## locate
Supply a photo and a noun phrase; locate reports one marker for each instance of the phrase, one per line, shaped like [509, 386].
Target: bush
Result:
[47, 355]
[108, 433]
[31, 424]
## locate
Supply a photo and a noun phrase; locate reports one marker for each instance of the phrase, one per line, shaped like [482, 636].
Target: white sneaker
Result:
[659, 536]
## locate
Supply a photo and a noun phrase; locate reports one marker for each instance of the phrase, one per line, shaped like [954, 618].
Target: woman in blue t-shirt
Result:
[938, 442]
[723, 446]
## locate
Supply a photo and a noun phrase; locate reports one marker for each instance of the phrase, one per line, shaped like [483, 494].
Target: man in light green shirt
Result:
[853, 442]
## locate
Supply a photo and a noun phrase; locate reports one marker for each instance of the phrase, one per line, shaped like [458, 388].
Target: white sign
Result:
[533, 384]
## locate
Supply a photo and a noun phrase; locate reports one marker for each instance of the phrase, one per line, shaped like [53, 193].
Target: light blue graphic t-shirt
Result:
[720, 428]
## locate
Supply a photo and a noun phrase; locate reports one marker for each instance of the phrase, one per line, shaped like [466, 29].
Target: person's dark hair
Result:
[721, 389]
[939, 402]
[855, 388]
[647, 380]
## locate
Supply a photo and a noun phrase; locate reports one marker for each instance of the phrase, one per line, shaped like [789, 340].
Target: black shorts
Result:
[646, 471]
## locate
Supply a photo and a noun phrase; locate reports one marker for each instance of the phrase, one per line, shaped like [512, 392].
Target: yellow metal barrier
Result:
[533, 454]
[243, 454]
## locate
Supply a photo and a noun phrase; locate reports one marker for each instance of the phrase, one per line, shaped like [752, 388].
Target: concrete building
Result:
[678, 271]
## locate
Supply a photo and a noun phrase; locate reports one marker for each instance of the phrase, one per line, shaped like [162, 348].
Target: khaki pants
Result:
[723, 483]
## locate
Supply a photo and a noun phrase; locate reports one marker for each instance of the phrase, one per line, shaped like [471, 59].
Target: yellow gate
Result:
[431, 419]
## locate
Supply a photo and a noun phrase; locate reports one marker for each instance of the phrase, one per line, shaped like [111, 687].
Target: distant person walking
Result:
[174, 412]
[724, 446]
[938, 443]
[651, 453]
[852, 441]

====================

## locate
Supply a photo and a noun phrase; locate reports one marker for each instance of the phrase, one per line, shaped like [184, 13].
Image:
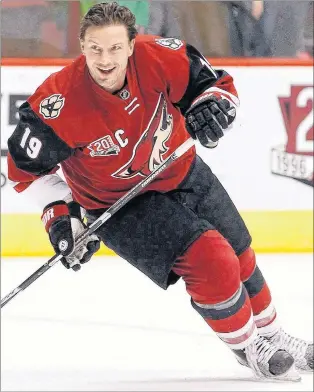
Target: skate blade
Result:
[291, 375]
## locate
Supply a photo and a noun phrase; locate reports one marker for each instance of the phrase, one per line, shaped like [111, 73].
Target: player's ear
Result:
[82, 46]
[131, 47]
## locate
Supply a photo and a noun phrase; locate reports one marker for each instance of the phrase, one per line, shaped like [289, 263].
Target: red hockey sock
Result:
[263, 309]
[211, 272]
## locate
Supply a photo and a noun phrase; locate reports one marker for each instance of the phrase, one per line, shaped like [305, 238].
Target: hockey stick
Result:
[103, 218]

====================

Extract every line of the material that contains the word "white", treating uppercase and lowercase as different.

Target: white sneaker
Target: white sign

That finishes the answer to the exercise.